Exercise ->
Set down all of the entries below word for word, with the pictures left out.
══ Data section ══
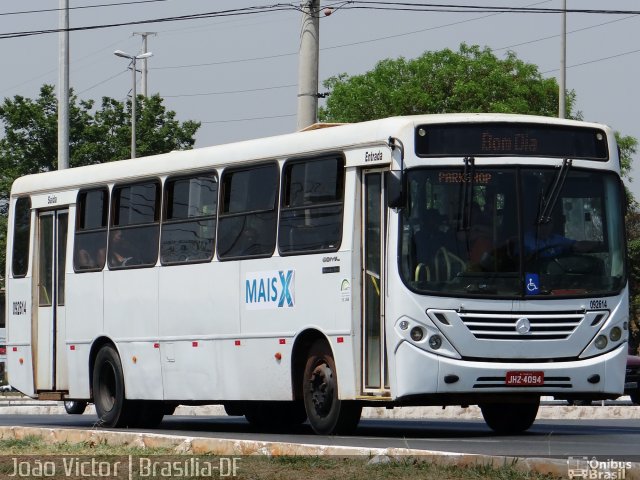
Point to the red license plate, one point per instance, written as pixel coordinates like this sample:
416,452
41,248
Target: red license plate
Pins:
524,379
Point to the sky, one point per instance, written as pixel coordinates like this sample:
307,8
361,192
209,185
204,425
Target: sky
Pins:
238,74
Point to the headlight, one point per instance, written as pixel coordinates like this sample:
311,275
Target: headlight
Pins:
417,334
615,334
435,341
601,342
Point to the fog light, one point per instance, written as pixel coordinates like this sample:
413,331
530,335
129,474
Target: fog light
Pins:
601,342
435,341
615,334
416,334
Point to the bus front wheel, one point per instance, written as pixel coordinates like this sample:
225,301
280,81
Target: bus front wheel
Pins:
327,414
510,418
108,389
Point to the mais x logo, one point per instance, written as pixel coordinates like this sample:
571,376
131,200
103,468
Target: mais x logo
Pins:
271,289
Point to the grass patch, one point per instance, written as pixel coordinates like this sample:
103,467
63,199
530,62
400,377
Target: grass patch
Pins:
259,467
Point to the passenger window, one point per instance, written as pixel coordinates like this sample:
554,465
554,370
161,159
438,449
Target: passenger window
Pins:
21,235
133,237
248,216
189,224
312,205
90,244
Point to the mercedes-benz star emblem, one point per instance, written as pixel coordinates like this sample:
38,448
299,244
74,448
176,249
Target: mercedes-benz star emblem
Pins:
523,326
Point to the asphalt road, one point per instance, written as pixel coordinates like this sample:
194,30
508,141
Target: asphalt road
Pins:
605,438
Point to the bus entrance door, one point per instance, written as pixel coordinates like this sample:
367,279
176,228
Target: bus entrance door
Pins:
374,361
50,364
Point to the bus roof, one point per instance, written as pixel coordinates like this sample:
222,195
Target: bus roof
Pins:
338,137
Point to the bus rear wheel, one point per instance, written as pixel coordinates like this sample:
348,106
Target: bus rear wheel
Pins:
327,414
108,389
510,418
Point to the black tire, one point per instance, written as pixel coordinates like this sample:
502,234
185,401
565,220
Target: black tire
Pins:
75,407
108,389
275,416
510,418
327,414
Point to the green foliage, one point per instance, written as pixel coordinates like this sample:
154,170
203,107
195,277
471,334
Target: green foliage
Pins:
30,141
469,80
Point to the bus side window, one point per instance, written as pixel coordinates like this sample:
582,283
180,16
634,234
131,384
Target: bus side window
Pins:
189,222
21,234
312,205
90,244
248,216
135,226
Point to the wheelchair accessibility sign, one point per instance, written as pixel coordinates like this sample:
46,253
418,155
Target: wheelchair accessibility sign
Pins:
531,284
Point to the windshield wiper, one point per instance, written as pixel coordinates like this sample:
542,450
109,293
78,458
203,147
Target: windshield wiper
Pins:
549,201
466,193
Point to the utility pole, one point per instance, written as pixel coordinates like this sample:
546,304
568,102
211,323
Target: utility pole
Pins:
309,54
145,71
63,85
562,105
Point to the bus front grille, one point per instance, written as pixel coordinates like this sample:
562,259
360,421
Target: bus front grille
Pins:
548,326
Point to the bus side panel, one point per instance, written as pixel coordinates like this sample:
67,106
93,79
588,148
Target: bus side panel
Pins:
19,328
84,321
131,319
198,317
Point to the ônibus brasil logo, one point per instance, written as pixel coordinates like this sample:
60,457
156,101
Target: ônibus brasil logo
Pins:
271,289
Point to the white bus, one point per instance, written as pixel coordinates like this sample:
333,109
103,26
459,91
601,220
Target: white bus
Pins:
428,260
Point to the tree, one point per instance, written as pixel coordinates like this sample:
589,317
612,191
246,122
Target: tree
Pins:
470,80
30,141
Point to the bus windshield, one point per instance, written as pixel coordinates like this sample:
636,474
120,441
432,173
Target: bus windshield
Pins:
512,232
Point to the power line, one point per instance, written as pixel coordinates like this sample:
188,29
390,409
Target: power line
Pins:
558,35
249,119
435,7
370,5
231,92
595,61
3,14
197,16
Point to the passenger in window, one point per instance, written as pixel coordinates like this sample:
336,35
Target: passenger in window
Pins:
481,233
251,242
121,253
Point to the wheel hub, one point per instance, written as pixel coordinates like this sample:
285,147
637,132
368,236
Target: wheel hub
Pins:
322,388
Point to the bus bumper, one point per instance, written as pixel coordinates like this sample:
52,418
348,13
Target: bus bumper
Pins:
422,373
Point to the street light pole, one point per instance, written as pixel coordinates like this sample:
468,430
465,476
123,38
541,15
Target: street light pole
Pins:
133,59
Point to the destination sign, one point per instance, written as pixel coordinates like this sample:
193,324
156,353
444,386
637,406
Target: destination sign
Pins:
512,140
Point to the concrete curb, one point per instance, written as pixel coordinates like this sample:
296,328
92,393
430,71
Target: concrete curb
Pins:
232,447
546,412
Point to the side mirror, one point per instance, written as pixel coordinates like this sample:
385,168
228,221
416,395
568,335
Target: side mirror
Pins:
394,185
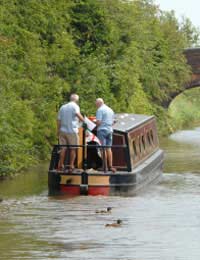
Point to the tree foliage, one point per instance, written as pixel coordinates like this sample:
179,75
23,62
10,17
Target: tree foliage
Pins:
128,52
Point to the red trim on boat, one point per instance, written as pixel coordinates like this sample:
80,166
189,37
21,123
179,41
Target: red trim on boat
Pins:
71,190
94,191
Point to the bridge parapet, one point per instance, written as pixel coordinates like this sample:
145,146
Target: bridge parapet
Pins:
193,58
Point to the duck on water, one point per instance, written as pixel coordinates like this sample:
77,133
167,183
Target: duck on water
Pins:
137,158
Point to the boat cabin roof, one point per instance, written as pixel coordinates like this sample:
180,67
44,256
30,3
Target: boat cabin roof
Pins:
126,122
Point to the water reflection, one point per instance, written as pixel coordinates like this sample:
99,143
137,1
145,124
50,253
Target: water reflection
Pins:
═══
Final answer ->
Point to the red license plate, one point per instance, written as pixel coordinates like this sample:
416,452
41,248
Target: red license plate
Pins:
524,379
Point to the sky, one point per instance, written as pixel coordinates like this sample:
307,8
361,192
209,185
204,425
Target: sky
Pins:
238,74
Point to the headlight, one point per instance, written as pixel coordinates like this sample:
311,275
Target: headlight
Pins:
417,334
615,334
435,341
601,342
Point to the fog light, one point per instance, written as pixel coordinates like this sample:
413,331
530,335
129,474
Target: fog light
Pins:
601,342
435,341
615,334
416,334
Point to the bus front wheel, one point per instance, written as pixel coordinates like this sample:
225,301
280,81
Target: bus front wheel
Pins:
327,414
510,418
108,389
Point to the mais x logo, one point per instance, written as pixel coordinates like this sample:
571,376
131,200
103,468
Target: mais x logo
Pins:
271,289
Point to the grass patch, one point per instance, written as pixel coordinates like this sample:
103,467
63,199
530,62
400,377
Target: grass patch
Pins:
259,467
Point to the passenger window, one point per instance, written as pixel coordinates like this sample:
554,465
554,370
161,159
438,449
Target: passenger window
Pins:
21,235
133,237
248,216
189,224
312,205
90,244
Point to the mercedes-benz star emblem, one point per instance, written as pixel coordinates like this sample:
38,448
299,244
74,448
176,249
Target: mercedes-benz star emblem
Pins:
523,326
Point to the asphalt road, one point per instance, written as pixel coordinates like this sample:
194,30
508,141
Target: asphalt road
Pins:
605,438
Point to the bus entrance door, one point per instance, written as pixel coordinates like this sample:
367,279
176,228
Target: bus entrance door
Pins:
374,361
50,364
Point to the bus roof, one point per instance, written as pixel coordinates like this sample:
222,195
Target: bus roof
Pins:
338,137
Point to the bus rear wheel, one point per instance, written as pixel coordinates like this sample:
348,106
Target: bus rear wheel
Pins:
327,414
108,389
510,418
Point to the black tire, one point per instance, written as pixel coordinates like this sample:
502,234
185,401
565,220
Target: black tire
Pins:
75,407
108,389
275,416
510,418
327,414
Point to the green foliage, one point per instance, written as pixel coordinates like this sample:
154,170
203,107
195,277
471,334
Target: green foliage
Pins:
30,141
469,80
Point to the bus side window, one point per instance, written as pixel coordinates like this sample:
582,283
180,16
634,234
131,384
Target: bus side window
Pins:
189,222
21,234
312,205
90,244
248,216
135,226
Point to the wheelchair accessibility sign, one point per instance, written as pixel coordinates like this sample:
46,253
418,155
Target: wheelchair accessibility sign
Pins:
531,284
Point to the windshield wiper, one point per instance, written as pixel coordinates like this sample:
542,450
109,293
78,458
203,147
Target: windshield wiper
Pins:
549,201
466,193
Point to the utility pole, one point per instance, written as pixel coordinates like this sample:
546,304
568,102
211,323
Target: utility pole
Pins:
309,54
145,71
63,85
562,105
Point to the bus front grille, one point per instance, written as pixel coordinates like this sample:
562,259
360,421
Target: bus front grille
Pins:
548,326
Point to the bus side panel, one point per instance, written as pixel coordinates like this sample:
67,106
93,79
588,148
Target: bus side panel
Pins:
19,328
84,321
131,319
198,317
Point to the ônibus brasil logo, one point per instance, written as pixel coordinates like this sample:
60,457
156,101
Target: ônibus brasil logo
Pins:
271,289
Point to the white bus, one point per instance, written as pixel coordinates like this sample:
333,109
103,26
459,91
601,220
Target: white bus
Pins:
428,260
Point to the tree, one point per instance, written as pixel coordinates like this sample:
589,317
612,191
246,122
Target: tree
Pins:
470,80
30,141
Point to the bus windshield, one point per instance, written as pixel coordinates like this sample:
636,474
120,441
432,173
Target: bus windshield
Pins:
512,232
Point to the power line, one point per instance, written as pixel coordinates like this sample:
188,29
390,409
Target: power line
Pins:
558,35
249,119
435,7
370,5
231,92
595,61
3,14
197,16
Point to the passenger in window, one point per instance, written as pixel coordinates like this sample:
336,35
Target: passenger in window
Pins:
481,233
251,242
121,253
Point to the wheel hub, one point per instance, written as pixel coordinates like this sample:
285,147
637,132
368,236
Target: wheel hub
Pins:
322,388
Point to the bus bumper, one point per instance, written as pixel coordinates like this sample:
52,418
348,13
Target: bus bumper
Pins:
422,373
Point to the street light pole, one point per instance, written as pixel coordinates like this sample:
468,430
465,476
123,38
541,15
Target: street light pole
Pins:
133,59
Point to the destination sign, one point per instance, written as pixel coordinates like this sample:
193,324
156,353
444,386
637,406
Target: destination sign
Pins:
512,140
Point to the concrete curb, one point per instance, written as pixel coordinates like this sample:
296,328
92,393
430,71
Target: concrete curb
Pins:
232,447
546,412
Point to the side mirror, one point per instance, written as pixel coordinates like this sample:
385,168
228,221
416,395
568,335
Target: side mirror
Pins:
394,185
Point to the tree foliage, one point per instance, written as pixel coordinates like this sample:
179,75
23,62
10,17
Target: tree foliage
Pins:
128,52
Point to the red trim on boat, one point per instance, written as pixel coordinates like this sample:
80,166
189,37
21,123
179,41
Target: red trim on boat
Pins:
71,190
94,191
Point to the bridge parapet, one point per instance, written as pixel coordinates like this sample:
145,146
Target: bridge parapet
Pins:
193,58
Point to the duck on water, one point per instance, written as pixel coordinates like this sample:
77,133
167,183
Target: duck on water
Pins:
137,158
Point to the boat cabin roof, one point per instance, written as pixel coordinates like this sample:
180,67
44,256
30,3
Target: boat cabin roof
Pins:
126,122
Point to the water reflection, one point per instance, written as pixel coordinates like this sample:
99,143
137,1
145,124
50,253
Target: water reflection
Pins:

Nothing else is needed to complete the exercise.